KERJAKAN BERIKUT INI:
**A)** Jawab pertanyaan berikut berdasarkan renungan tentang domba yang hilang:
(i) Pada hari dan tanggal berapa renungan itu ditulis?
(ii) Siapa yang berpendapat bahwa biaya untuk mencari mungkin lebih besar daripada harga domba yang hilang?
(iii) Apa saja tiga perumpamaan dalam Trilogi Perumpamaan "Yang Hilang"?
**B)** Tolong salin kata demi kata bagian renungan tentang domba yang hilang, mulai dari "Demikianlah Yesus menggambarkan" sampai dengan "pada masa Prapaska.".
━━━━━ BLOK TEKS ━━━━━
Jumat, 13 September 2019

CARI ATAU BIARKAN?


Minggu Biasa XIII
Keluaran 32:7-14 | Mazmur 51:3-12 | 1 Timotius 1:12-17 | Lukas 15:1-10

Setelah membaca teks Injil Lukas 15:1-7, timbullah berbagai pendapat dari beberapa orang. Mereka adalah peternak, filsuf, ekonom dan ahli hukum. Si peternak berkata, "Ya sudah, tidak apa-apa. Toh yang sembilan puluh sembilan ekor masih bisa beranak!" Lalu sang filsuf berkata, "Apalah artinya satu dibanding sembilan puluh sembilan?" Dengan perhitungannya, si ekonom berpendapat, "Kita harus menerapkan prinsip ekonomi! Biaya untuk mencari mungkin lebih besar daripada harga domba yang hilang itu. Kalau saja, yang hilang itu sepuluh ekor, bolehlah.” Lalu ahli hukum pun mengutarakan pendapatnya, "Yang satu itu minoritas. Kita harus mengutamakan kepentingan mayoritas, yaitu yang sembilan puluh sembilan ekor." Tetapi kemudian seorang teolog berkata, “Itu menurut kalian. Tetapi bagi Yesus, yang satu itu pun berharga, maka Ia rela meninggalkan yang sembilan puluh sembilan ekor dan pergi mencari seekor domba yang tersesat itu.”
Demikianlah Yesus menggambarkan seorang gembala yang meninggalkan sembilan puluh sembilan ekor domba untuk mencari seekor yang hilang. Perumpamaan ini merupakan perumpamaan pertama dari Trilogi Perumpamaan “Yang Hilang,” yakni Domba yang Hilang, Dirham yang Hilang, dan Anak yang Hilang. Teks lekshionari Minggu ini hanya mengisahkan dua yang pertama, sedangkan kisah ketiga telah muncul dalam leksionari pada masa Prapaska.
━━━━━ MATERI YANG DITAMPILKAN ━━━━━
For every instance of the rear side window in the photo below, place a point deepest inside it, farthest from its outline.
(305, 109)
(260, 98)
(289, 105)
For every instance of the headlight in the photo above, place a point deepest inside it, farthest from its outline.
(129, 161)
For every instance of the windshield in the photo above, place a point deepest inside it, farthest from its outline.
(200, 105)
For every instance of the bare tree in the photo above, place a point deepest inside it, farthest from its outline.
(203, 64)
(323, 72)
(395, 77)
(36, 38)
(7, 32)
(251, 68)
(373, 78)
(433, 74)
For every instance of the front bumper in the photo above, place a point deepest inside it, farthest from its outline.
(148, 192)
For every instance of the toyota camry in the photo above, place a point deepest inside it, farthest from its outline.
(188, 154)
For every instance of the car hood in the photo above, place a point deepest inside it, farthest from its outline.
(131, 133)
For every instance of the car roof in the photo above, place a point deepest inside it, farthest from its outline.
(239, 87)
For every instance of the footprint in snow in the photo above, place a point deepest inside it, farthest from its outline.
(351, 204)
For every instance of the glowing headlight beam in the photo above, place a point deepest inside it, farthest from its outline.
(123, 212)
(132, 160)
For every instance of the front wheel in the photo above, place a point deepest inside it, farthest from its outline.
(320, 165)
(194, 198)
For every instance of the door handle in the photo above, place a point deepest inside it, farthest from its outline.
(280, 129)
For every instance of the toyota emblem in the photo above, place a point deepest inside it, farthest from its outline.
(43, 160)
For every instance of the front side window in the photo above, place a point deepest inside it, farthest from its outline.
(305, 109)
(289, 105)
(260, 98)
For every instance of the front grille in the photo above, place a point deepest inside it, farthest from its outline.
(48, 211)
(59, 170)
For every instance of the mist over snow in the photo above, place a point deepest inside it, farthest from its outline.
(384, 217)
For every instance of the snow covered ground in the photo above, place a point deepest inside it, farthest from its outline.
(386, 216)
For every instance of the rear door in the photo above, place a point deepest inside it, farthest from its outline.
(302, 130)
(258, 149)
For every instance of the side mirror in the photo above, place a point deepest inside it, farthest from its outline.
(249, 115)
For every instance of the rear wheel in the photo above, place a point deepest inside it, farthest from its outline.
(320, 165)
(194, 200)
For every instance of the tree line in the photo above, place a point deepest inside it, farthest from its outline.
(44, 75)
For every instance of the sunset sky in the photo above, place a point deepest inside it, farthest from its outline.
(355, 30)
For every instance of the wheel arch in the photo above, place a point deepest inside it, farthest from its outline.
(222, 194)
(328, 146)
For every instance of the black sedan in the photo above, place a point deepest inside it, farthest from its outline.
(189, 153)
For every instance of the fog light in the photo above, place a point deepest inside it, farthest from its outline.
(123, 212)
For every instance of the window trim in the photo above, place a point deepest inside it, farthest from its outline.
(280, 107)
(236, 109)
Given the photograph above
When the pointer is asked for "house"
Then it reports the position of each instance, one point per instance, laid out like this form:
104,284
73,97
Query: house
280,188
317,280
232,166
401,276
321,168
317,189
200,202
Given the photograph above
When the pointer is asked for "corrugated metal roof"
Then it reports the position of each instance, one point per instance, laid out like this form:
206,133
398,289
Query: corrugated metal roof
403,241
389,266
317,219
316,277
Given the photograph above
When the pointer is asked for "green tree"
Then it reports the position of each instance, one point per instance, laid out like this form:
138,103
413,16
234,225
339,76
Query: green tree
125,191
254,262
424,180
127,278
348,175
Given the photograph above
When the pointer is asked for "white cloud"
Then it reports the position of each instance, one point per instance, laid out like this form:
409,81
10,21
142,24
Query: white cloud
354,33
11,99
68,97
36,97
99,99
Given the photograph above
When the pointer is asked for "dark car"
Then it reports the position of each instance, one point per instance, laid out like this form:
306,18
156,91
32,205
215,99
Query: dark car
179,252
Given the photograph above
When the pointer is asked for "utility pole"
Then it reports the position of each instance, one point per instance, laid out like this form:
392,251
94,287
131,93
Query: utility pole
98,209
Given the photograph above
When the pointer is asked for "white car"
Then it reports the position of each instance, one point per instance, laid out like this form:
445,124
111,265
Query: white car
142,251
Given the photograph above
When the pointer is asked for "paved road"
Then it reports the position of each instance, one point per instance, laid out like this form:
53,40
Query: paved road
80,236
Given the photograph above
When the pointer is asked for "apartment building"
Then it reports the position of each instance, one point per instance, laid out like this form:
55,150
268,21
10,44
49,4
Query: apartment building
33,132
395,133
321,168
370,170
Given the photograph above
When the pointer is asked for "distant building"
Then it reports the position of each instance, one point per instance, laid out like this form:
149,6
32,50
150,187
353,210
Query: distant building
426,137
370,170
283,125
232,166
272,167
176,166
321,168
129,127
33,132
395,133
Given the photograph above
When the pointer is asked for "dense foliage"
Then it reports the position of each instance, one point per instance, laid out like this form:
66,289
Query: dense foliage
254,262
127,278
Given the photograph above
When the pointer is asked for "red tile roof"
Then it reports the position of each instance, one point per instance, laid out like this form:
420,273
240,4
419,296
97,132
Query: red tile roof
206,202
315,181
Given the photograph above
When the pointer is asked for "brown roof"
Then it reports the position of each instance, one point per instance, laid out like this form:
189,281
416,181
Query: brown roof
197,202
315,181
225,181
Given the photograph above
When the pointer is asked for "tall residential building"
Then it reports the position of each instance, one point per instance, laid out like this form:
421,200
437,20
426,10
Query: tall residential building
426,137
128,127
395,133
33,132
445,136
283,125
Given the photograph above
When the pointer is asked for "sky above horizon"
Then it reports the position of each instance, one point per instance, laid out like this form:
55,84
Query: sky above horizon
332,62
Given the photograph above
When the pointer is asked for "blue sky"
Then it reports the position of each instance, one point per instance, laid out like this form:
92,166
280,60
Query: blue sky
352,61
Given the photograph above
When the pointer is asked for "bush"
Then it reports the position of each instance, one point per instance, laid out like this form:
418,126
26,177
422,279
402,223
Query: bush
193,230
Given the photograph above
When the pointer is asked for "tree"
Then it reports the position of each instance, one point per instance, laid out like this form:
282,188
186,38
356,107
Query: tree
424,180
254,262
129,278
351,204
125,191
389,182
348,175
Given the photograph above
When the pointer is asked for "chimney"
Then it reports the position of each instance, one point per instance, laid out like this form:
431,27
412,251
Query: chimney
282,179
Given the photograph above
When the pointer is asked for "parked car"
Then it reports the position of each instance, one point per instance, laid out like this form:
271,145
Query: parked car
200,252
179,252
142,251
━━━━━
━━━━━ MATERI YANG DITAMPILKAN ━━━━━
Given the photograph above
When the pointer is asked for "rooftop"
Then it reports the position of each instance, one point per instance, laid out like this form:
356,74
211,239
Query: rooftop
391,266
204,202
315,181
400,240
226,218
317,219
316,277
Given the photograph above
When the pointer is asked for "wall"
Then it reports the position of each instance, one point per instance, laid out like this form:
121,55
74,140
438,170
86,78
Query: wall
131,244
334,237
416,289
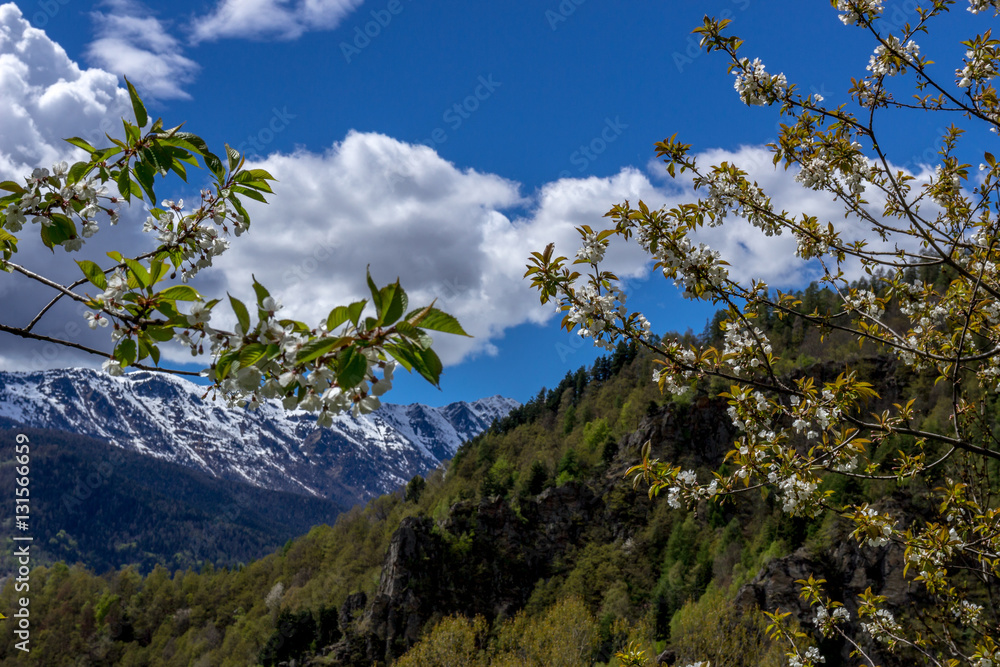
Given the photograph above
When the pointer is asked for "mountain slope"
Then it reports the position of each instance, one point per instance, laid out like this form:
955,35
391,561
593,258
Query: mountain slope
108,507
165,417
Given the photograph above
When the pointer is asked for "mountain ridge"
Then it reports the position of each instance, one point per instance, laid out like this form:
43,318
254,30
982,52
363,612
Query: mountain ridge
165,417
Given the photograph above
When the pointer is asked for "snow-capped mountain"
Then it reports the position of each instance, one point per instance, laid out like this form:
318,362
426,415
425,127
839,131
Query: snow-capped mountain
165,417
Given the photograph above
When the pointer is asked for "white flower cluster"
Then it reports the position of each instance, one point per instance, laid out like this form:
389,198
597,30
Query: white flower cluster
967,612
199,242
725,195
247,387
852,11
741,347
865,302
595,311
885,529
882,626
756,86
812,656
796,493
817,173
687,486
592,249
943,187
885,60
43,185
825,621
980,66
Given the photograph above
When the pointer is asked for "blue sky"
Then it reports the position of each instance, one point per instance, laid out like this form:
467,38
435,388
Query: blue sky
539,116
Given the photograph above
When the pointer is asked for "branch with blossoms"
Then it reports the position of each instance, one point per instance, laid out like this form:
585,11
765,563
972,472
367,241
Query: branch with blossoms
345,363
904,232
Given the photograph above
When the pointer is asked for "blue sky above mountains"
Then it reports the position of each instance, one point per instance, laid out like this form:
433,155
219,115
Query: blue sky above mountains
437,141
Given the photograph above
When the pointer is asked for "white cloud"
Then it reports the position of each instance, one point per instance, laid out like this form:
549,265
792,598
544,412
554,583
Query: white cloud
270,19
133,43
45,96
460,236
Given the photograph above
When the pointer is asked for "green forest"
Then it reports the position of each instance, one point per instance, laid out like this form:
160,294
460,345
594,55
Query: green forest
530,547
━━━━━
JAWABAN PER TUGAS:
**A)**
(i) Jumat, 13 September 2019
(ii) Si ekonom
(iii) Domba yang Hilang, Dirham yang Hilang, dan Anak yang Hilang

**B)**
Demikianlah Yesus menggambarkan seorang gembala yang meninggalkan sembilan puluh sembilan ekor domba untuk mencari seekor yang hilang. Perumpamaan ini merupakan perumpamaan pertama dari Trilogi Perumpamaan “Yang Hilang,” yakni Domba yang Hilang, Dirham yang Hilang, dan Anak yang Hilang. Teks lekshionari Minggu ini hanya mengisahkan dua yang pertama, sedangkan kisah ketiga telah muncul dalam leksionari pada masa Prapaska.